Timely awareness and intervention can prevent liver ailments

Prof (Dr)Subhash Gupta, Chairman, Centre for Liver & Biliary sciences, Max Hospital Saket
Prof (Dr)Subhash Gupta, Chairman, Centre for Liver & Biliary sciences, Max Hospital Saket

Dr Subhash Gupta, Chairman, Centre for Liver & Biliary sciences, Max Hospital Saket

With Westernization trending up among the Indian youth, poor lifestyle is attributing to an increase in the number of liver ailments. Keeping the liver in a perfect condition is very much important for all. Taking the decisions late in the case of health issues which show the symptoms of having liver disease is itself a reason for making it one of the chronic diseases in India.

According to the recent reports of WHO, around 45% of the global diseases and 60% of mortality rate is attributable to chronic diseases accounting for over 35 million deaths annually. Considering the statistics from the last few years, Liver related diseases are being recognized as one of the second chronic diseases which are becoming the reason for the increasing death rate in India.

The common symptoms of advanced liver disease are jaundice (yellow color of eyes), loss of appetite/aversion to food, feeling of weakness and lethargy, abnormal bleeding occurring after minor trauma and swelling in the legs. At very advanced stages of liver disease, ascites (accumulation of water in the abdomen), bleeding from intestine and altered mental status will occur.

--- Source material ---
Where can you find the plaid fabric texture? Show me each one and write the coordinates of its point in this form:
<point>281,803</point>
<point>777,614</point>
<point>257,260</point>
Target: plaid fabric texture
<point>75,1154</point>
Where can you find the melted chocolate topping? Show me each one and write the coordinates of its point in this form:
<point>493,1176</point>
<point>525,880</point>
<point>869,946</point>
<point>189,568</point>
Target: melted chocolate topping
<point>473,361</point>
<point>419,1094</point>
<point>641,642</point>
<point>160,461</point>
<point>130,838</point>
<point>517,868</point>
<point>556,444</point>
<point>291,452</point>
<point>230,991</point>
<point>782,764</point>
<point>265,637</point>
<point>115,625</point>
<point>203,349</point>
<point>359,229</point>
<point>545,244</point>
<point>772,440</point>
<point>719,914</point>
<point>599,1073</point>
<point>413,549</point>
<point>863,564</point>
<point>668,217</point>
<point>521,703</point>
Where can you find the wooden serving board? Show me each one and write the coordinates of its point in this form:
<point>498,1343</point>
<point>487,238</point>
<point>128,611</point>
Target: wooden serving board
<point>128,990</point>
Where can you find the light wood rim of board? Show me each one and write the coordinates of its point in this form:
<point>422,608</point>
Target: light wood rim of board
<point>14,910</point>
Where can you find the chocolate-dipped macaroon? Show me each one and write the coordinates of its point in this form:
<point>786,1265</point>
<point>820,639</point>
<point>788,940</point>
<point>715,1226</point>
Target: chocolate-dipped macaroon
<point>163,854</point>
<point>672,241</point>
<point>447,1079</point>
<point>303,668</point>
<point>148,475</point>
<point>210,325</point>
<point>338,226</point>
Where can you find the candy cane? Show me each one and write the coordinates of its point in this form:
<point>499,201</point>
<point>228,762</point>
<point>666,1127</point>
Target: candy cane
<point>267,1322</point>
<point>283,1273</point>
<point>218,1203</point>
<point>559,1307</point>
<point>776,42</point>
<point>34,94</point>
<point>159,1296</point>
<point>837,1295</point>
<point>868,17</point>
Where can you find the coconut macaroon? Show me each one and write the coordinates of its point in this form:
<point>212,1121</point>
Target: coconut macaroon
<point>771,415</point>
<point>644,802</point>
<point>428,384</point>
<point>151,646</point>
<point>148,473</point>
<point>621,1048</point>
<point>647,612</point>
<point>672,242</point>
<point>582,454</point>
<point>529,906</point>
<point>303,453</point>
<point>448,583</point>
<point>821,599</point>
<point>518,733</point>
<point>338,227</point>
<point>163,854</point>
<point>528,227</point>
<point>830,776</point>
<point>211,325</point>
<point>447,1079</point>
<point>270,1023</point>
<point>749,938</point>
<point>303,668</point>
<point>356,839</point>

--- Action item ---
Decide whether each statement below agrees with the liver ailments text. For each, answer yes or no and quote the words of the text that settle it.
(a) Ascites is listed among the changes that occur at very advanced stages of liver disease.
(b) The WHO reports cited link chronic diseases to over 35 million deaths each year.
(c) The text blames genetic factors for the increase in liver ailments among Indian youth.

--- Answer for this exercise ---
(a) Yes: "At very advanced stages of liver disease, ascites (accumulation of water in the abdomen), bleeding from intestine and altered mental status will occur."
(b) Yes: "accounting for over 35 million deaths annually"
(c) No: "poor lifestyle is attributing to an increase in the number of liver ailments"